Recorded data
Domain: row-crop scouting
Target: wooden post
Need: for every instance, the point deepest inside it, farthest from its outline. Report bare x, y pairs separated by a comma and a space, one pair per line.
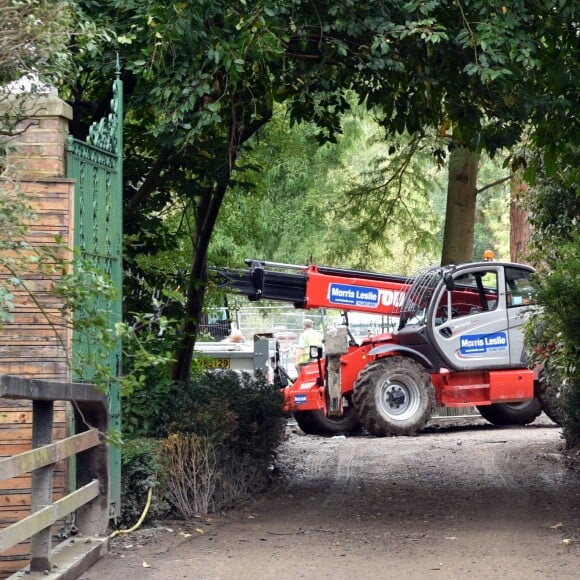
41, 494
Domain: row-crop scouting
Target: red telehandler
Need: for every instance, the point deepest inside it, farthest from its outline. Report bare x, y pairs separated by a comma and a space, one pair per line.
459, 343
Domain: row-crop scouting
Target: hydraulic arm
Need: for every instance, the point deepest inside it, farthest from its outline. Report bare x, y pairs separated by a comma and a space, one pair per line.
319, 287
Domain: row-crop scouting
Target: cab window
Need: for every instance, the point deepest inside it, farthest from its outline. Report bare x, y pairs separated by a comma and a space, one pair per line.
519, 289
473, 293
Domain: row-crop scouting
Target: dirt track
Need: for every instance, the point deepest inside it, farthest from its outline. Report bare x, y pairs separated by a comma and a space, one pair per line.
474, 501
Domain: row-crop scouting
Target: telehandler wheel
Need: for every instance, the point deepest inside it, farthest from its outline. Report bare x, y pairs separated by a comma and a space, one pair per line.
394, 395
549, 392
315, 423
511, 413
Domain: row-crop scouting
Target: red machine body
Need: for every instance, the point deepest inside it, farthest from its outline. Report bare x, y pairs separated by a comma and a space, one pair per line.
459, 343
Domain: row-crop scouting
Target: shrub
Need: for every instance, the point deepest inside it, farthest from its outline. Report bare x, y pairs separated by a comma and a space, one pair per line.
223, 440
141, 469
219, 434
553, 336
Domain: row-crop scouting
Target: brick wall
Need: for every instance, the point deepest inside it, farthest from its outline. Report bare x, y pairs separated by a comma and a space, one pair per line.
36, 344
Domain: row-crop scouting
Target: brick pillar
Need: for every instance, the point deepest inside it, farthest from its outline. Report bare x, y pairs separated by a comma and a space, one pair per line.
37, 150
31, 346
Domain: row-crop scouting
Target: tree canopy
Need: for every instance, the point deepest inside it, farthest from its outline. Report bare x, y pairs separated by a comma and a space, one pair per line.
202, 79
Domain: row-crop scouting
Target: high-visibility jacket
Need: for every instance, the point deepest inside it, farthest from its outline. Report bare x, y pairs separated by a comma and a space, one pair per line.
308, 338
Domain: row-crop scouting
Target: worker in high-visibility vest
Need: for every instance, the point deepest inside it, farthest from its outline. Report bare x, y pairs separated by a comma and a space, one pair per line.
309, 337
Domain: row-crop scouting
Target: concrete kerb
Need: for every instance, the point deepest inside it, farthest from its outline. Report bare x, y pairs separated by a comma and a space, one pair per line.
70, 559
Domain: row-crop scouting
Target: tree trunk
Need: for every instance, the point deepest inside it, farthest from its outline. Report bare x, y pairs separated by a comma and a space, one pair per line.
520, 228
460, 211
206, 215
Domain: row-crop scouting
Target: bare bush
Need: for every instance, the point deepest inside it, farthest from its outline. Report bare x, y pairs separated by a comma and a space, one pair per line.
191, 481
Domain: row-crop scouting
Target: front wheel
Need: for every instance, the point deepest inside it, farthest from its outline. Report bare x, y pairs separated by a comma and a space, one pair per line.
394, 395
549, 391
316, 423
511, 413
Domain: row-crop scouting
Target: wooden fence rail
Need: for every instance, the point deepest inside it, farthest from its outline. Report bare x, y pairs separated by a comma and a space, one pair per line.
90, 500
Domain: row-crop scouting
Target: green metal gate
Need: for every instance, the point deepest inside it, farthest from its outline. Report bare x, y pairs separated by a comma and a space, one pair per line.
97, 167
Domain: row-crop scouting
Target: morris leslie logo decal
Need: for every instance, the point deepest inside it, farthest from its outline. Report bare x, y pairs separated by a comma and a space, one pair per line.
483, 343
353, 295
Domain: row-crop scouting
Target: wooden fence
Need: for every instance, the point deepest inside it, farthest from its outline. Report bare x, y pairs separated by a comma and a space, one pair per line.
89, 501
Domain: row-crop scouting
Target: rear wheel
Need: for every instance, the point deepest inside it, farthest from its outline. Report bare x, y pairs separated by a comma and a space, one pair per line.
394, 395
511, 413
315, 423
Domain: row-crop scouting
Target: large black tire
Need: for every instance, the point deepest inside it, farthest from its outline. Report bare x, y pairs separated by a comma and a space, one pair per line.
315, 423
549, 391
511, 413
394, 395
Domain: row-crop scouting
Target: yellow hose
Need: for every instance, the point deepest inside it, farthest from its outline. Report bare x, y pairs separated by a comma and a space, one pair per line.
141, 518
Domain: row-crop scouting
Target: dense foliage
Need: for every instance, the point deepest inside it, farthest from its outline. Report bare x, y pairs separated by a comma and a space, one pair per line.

### Work instructions
All of the material above should be reproduced exactly, except the pictures.

### Solution for this problem
Domain: row-crop scouting
Target: wooden post
Need: for every instance, the point deepest inside it, farthest from its outline. Report bare x, y pairs separated by a comma and a space, one pair per line.
41, 494
Domain: row-crop scouting
Target: red telehandler
Need: for every instance, the point deepest inside it, farthest from its outline. Report bare x, y pairs separated by a comma and a space, one pair per line.
459, 343
Domain: row-crop scouting
Target: hydraulic arm
Need: for every instance, the point deepest inside it, farthest from its outline. Report bare x, y pairs separated by a comma and a space, one pair per line.
319, 287
Domain: row-crop scouting
Target: cab window
Need: for every instance, the point deepest inside it, farthest from its outline. Report bare x, y pairs separated by a comma and a space, one pair per line.
519, 289
473, 293
Domain: row-crop scouting
Target: dirt track
Need: for every instance, the point deepest inside it, farthest from its outline. Report bare x, y pairs separated by a comma and a space, one pair per line.
474, 501
Domain: row-crop scouting
Target: telehandler wheel
Need: for every instance, the point deepest inside it, farthest from its outline. Report bare x, y pairs separated by a comma and a space, one pair per line.
394, 395
549, 392
315, 423
511, 413
Domain: row-crop scouting
Target: red machine body
Need: for every instance, the point deepest inside it, farthest from its outline. Report bare x, y pairs separated by a comma and a space, one pair per line.
459, 343
Domain: row-crop scouting
Target: shrub
Need: for every instance, the point deepest inside it, farthest from its outline. Report bare x, y pairs separated by a comma and a space, one pair per line.
223, 440
141, 469
219, 434
553, 336
Domain: row-crop scouting
Target: brick wall
Need: for every instance, the point deepest inside it, farthest from its outline. Report bare x, y pairs separated by a comma and a space, one pair per line.
36, 344
Domain: row-crop scouting
Target: brick pillar
Need: for every instance, the point deepest inside it, farthest from its outline. Report bare x, y pairs separated by a comma and a space, one pair per line.
37, 150
31, 346
Domain: row-crop scouting
Target: tree canopy
Need: for every instance, the point deepest inside it, farthest from its outline. Report bare x, y pairs separated by a comma and a space, one pair per line.
202, 79
Domain: row-crop scouting
Target: high-visibility jacket
Need: for every instance, the point deepest inside it, farthest from its outline. Report bare x, y pairs separated by a comma and a space, one pair per line.
308, 338
Domain: row-crop scouting
Target: worker in high-visibility vest
Need: for every instance, the point deepest inside it, farthest from its outline. Report bare x, y pairs separated by a comma and a space, one pair per line.
309, 337
Domain: row-crop scouting
Target: concrete kerb
Need: for every instance, the point deepest inside it, farthest from its outline. Report bare x, y pairs separated by a comma and a space, one pair per line.
70, 559
Domain: row-crop scouting
Target: tree trunk
Need: for every instance, the point deepest inside it, farthest from its outline. Report bare x, y pairs separated by a comma and a space, one pair per line.
520, 228
460, 211
206, 215
Domain: row-crop scouting
Target: bare bush
Need: for every instance, the point deepest inside it, farthest from its outline. Report bare x, y pairs separated by a comma and a space, one pair per line.
191, 481
Domain: row-crop scouting
Target: front wheel
Need: for every instance, the point deepest inside it, farthest from its outline. Report bare x, y pairs separated by a comma and a space, one pair per line.
394, 395
549, 391
316, 423
511, 413
Domain: row-crop scouting
Target: wooden fence rail
Need: for every instance, the point deepest inside it, farthest from its outline. Report bare x, y pairs separated by a comma and a space, one pair per line.
90, 500
Domain: row-crop scouting
Target: green metal gate
Need: for every instance, the point deepest inside it, farthest from its outline. Report bare x, y pairs separated by a comma and a space, one pair per line.
97, 167
Domain: row-crop scouting
Target: morris leslie logo decal
Need: for every instance, the point deepest inside it, farthest from its outline. Report bare x, y pairs separated by a comma and a space, one pair per line.
483, 343
353, 295
Domain: row-crop scouting
Target: wooden fence
Need: for every instance, the point deepest inside it, farthest from its outline. Report bare x, y pairs separated by a comma and a space, one pair per line.
89, 501
Domain: row-crop scouting
Target: rear wheel
Need: for every instance, the point deepest inside it, farthest from its outline. Report bare x, y pairs separated by a comma and a space, one pair per line.
394, 395
511, 413
315, 423
Domain: row-crop scouting
Target: large black tire
Need: for every instance, the point deepest inside it, farthest from its outline. Report bare x, y pairs separated by a comma and a space, one pair per line.
315, 423
549, 391
511, 413
394, 395
Domain: row-crop scouting
Target: yellow hose
Need: for every instance, the point deepest inside it, farthest from its outline. Report bare x, y pairs separated by a comma and a space, one pair per line.
141, 518
Domain: row-crop scouting
Target: dense foliage
Need: for every instance, the point deepest inside it, farthest from its outline. Report bare x, y pairs separated by a comma and a space, one pair per line.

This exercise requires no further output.